Grew up on my families cruisers on Lake Erie.
Our vacations were 3 wks cruising the Great Lakes.
For a teenage kid, it was Utopia!

My dad did basic maint and paid the marina to do everything else.
I remember him struggling w/frequent, large, unexpected bills on top of the “expected”, several thousand $$$ annual fees/expenses.

Once an adult, I started buying small (19’ - 22 cuddies) and exploring.
I/we loved it.

If the lake was too rough, we’d sleep in the boat in a bar parking lot, after closing it down😉

I then made the plunge into cruisers.
I bought an old, 28’ aluminum cruiser called a Marinette.
Had twin 318 Chrysler inboards that were bullet proof.
Loved it (have owned 4) and ran the pee out it.
It was an “express”, meaning it had a cabin bellow but, aft deck was all open, w/a hardtop.
It was ugly but I loved it and thought I found the perfect boat.

Until docking beside a 32’ Marinette sedan!
The “sedan” part meant, that aft deck was now enclosed which doubled the enclosed area.
And the flybridge totally changed the joy of running one
Loved it, ran the pee out of it, thought it was the perfect boat.
It was a later model and after Marinette figuring out how to form aluminum and make it look like a glass boat.
(owned three of the 32’ sedans)

Then I docked beside a 37’ Marinette sedan bridge!

Repeat.

Then one weekend I sat on the back deck in the sun w/a beer while calculating what it was costing me to do that.
My dock neighbor who knew what I was doing, told me I’d regret it.
He was right.

Annual Dockage, insurance, storage, winterization, hauling/launching, shrink wrap, maint/repairs combined, etc divided by the number of weekends you can sit on your boat.
Oh and, that doesn’t include gas, weekend dockage at visiting ports, etc.
It wasn’t that I couldn’t afford it, I just couldn’t rationalize it.

I sold that cruiser and got out.

The issue was knowing what it cost me, made me feel obligated to go every weekend.
Missed all family weekend functions etc.

Spent the next 20 yrs Towing around a 24’ Sonic and loved it. Been all over the US and Canada, Fla Keys etc.
Including the 9 yrs we lived in Fla.

Was small enough to tow easily, fast enough to be fun and big enough for a couple to weekend on.

We then moved backed to Ohio and I got the cruiser itch again.
We bought one for Laker Erie.....,again.

Have stayed at affordable, basic marinas and expensive, nice ones.
This time we went the nice route.

- Task directions:
Please rewrite the boat-ownership account, beginning at the words "My dad did basic" and stopping after "plunge into cruisers.", with "bar parking lot" changed to "marina parking lot".

- Supplied data:

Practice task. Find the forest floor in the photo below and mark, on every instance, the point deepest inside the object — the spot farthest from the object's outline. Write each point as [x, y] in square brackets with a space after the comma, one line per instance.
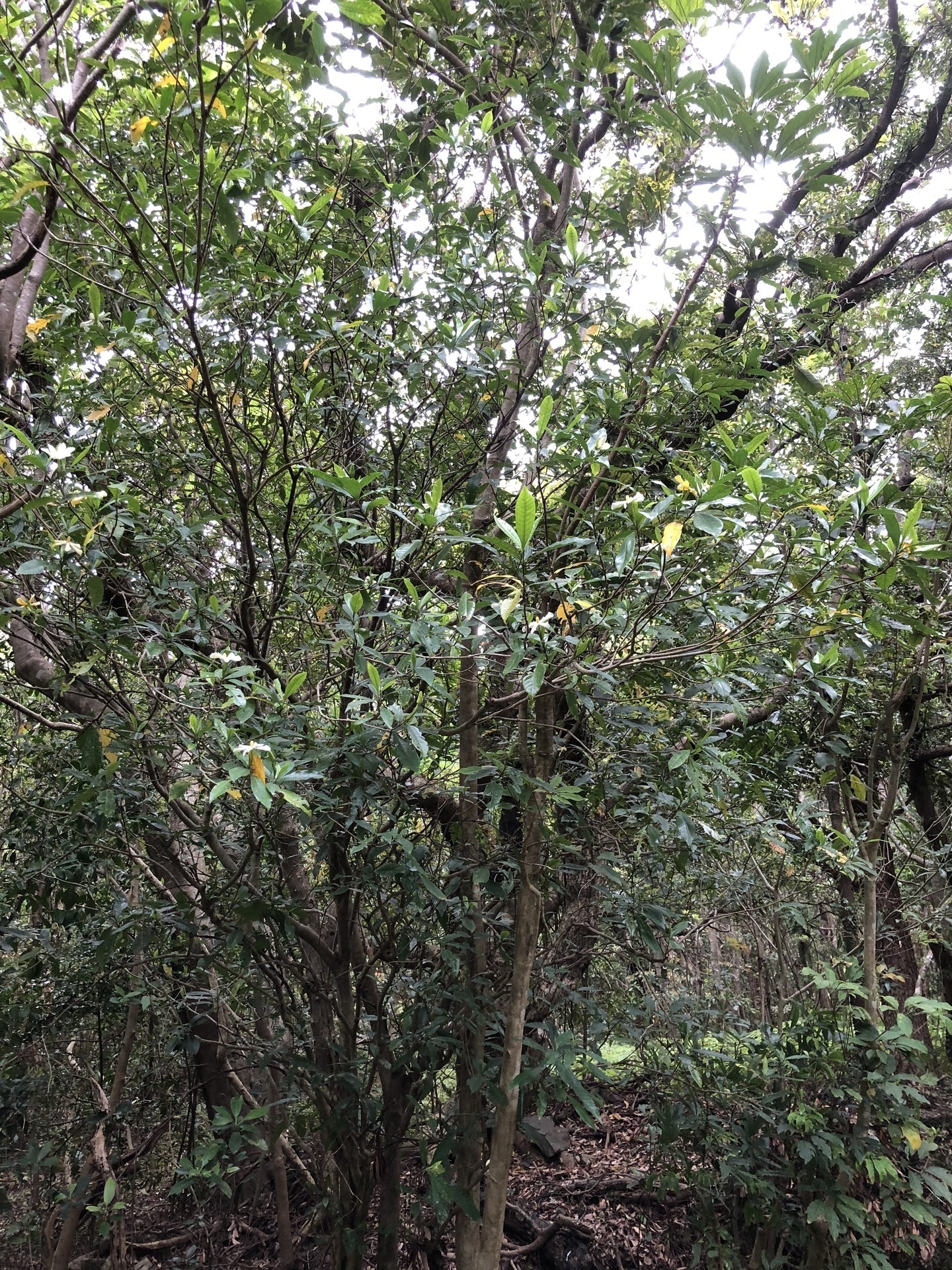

- Answer to this task:
My dad did basic maint and paid the marina to do everything else.
I remember him struggling w/frequent, large, unexpected bills on top of the “expected”, several thousand $$$ annual fees/expenses.

Once an adult, I started buying small (19’ - 22 cuddies) and exploring.
I/we loved it.

If the lake was too rough, we’d sleep in the boat in a marina parking lot, after closing it down😉

I then made the plunge into cruisers.